* **ASSIGNMENT**: Gather all lines in the entries below that include the word "laptop".

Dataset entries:
= Beginning of Section =

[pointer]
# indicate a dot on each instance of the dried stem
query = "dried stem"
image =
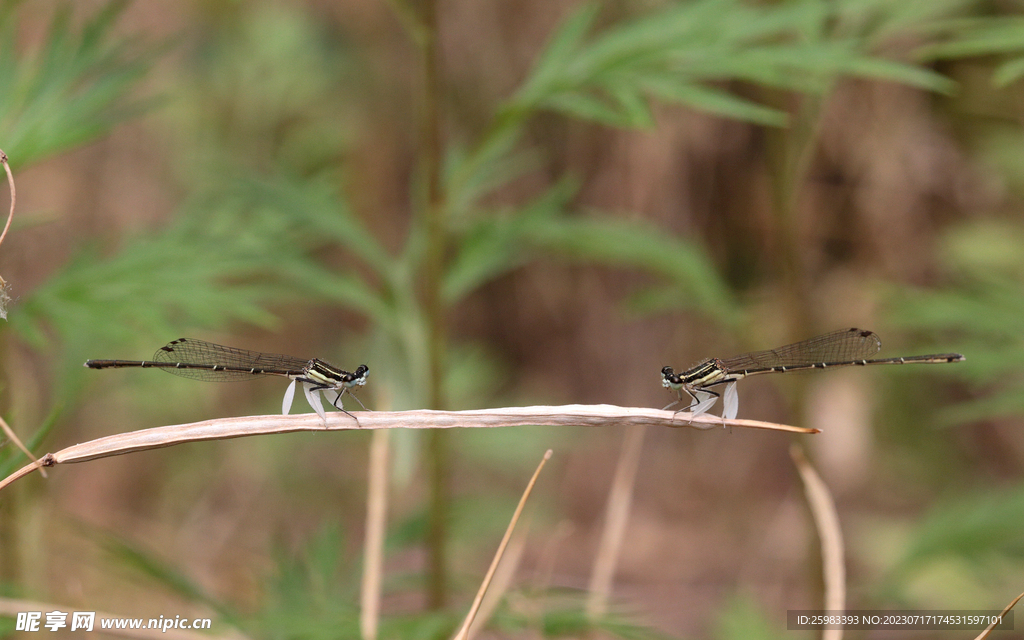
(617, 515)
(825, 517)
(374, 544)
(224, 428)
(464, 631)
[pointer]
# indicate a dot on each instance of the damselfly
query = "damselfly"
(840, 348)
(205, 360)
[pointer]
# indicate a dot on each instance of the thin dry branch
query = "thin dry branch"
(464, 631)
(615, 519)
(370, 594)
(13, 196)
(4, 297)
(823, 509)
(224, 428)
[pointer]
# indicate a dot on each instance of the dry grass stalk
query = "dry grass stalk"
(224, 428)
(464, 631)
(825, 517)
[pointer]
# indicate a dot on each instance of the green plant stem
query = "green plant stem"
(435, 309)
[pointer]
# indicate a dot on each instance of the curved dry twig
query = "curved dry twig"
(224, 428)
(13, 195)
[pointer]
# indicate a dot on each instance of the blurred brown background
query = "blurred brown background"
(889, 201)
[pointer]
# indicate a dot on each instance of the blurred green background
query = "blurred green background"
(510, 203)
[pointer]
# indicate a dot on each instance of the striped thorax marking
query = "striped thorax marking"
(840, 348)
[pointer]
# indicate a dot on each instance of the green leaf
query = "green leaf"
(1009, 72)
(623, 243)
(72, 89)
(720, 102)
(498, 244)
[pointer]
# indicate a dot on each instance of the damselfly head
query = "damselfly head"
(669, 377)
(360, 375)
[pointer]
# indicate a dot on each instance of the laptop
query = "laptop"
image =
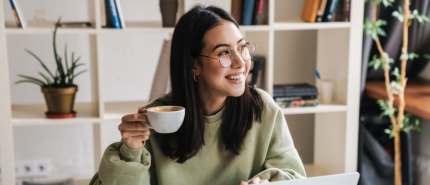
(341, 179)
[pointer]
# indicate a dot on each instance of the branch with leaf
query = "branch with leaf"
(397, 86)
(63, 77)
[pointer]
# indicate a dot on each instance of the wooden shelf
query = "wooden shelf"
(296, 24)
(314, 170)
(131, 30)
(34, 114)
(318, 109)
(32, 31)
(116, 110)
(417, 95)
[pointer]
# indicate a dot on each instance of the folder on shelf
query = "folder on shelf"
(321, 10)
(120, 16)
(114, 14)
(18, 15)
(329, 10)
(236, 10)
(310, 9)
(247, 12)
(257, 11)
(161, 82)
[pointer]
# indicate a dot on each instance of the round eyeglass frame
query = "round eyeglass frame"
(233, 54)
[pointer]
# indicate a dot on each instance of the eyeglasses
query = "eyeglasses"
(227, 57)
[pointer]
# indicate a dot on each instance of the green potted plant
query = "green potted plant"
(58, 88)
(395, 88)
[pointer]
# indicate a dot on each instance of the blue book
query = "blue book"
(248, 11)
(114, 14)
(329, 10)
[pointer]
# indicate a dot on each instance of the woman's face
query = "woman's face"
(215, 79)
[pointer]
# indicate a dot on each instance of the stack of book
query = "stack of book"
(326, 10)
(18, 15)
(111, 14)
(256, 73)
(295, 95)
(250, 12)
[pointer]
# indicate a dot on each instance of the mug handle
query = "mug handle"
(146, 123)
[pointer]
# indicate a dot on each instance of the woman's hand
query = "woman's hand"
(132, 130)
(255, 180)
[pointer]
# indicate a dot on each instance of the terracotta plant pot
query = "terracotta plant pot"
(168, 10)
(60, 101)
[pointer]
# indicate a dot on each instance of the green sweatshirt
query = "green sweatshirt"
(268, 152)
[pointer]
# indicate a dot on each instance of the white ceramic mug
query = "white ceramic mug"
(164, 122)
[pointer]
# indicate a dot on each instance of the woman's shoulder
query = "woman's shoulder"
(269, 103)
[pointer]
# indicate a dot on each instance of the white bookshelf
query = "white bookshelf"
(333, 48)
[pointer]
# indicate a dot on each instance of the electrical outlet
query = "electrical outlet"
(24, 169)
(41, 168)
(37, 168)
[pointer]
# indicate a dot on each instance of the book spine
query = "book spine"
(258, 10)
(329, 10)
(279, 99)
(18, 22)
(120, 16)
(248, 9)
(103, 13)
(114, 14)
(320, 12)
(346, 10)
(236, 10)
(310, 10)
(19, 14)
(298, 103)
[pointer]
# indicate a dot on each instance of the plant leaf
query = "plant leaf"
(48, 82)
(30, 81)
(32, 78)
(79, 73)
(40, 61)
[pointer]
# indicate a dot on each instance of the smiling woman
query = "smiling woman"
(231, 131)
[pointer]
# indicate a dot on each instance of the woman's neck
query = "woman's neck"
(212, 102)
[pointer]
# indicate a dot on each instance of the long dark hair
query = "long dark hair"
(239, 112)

= End of Section =
= Beginning of Section =

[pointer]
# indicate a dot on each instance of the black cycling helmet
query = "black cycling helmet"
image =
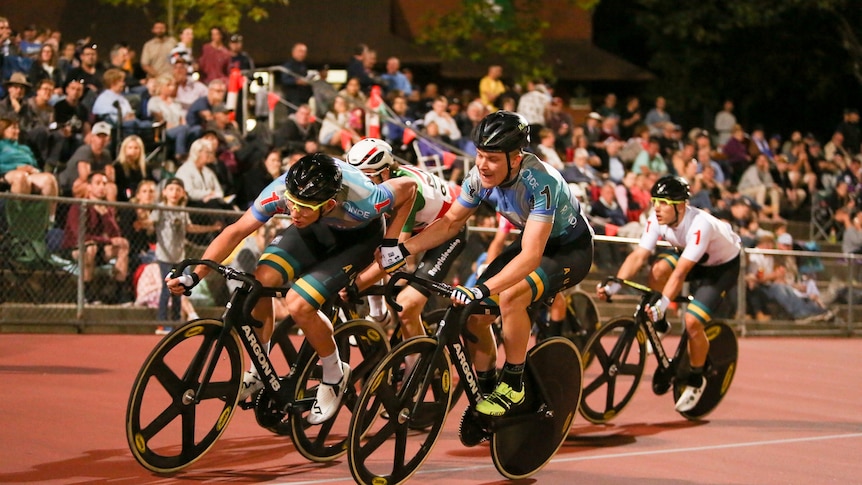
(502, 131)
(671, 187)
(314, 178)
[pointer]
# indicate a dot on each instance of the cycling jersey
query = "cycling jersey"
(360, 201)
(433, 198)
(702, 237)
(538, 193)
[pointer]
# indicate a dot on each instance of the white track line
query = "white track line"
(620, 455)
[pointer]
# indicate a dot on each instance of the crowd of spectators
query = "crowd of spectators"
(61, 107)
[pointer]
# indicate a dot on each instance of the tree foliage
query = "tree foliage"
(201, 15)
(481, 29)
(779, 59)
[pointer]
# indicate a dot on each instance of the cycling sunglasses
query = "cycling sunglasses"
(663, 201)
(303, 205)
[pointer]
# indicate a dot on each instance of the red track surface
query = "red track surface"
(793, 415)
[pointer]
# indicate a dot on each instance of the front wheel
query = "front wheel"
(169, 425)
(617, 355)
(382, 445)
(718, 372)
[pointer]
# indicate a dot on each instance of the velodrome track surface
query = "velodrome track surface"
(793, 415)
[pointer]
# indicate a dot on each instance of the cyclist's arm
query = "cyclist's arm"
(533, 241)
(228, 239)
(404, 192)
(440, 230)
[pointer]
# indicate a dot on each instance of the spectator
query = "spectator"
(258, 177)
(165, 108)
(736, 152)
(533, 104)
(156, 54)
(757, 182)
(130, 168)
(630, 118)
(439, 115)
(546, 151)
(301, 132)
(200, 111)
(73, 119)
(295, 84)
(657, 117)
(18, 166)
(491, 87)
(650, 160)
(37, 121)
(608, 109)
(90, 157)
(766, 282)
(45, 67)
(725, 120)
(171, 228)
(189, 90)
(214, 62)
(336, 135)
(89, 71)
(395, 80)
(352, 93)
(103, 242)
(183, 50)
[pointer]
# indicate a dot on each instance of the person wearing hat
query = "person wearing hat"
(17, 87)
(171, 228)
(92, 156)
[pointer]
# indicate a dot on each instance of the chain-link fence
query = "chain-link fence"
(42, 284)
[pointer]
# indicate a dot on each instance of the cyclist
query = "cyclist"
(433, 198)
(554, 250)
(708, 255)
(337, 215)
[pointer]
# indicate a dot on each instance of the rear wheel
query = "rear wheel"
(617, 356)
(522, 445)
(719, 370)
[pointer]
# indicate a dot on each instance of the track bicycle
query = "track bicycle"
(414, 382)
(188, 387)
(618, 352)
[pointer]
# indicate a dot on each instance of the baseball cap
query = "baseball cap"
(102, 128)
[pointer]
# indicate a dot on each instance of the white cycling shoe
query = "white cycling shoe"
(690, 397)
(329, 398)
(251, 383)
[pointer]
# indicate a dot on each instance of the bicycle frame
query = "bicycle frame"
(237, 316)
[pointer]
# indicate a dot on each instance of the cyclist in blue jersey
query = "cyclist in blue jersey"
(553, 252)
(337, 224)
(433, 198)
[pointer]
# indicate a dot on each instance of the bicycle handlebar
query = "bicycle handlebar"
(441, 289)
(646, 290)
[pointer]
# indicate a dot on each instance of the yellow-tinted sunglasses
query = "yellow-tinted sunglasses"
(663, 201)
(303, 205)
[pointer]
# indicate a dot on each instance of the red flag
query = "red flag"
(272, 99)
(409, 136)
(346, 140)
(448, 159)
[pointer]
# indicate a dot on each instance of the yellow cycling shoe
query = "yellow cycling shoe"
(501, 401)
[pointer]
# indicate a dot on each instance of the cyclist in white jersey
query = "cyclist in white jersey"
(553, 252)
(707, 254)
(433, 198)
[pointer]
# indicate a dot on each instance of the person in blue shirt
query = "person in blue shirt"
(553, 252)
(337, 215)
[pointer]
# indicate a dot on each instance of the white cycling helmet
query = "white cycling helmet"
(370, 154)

= End of Section =

* **EXERCISE OUTPUT**:
# indicate a dot on each instance of the laptop
query = "laptop"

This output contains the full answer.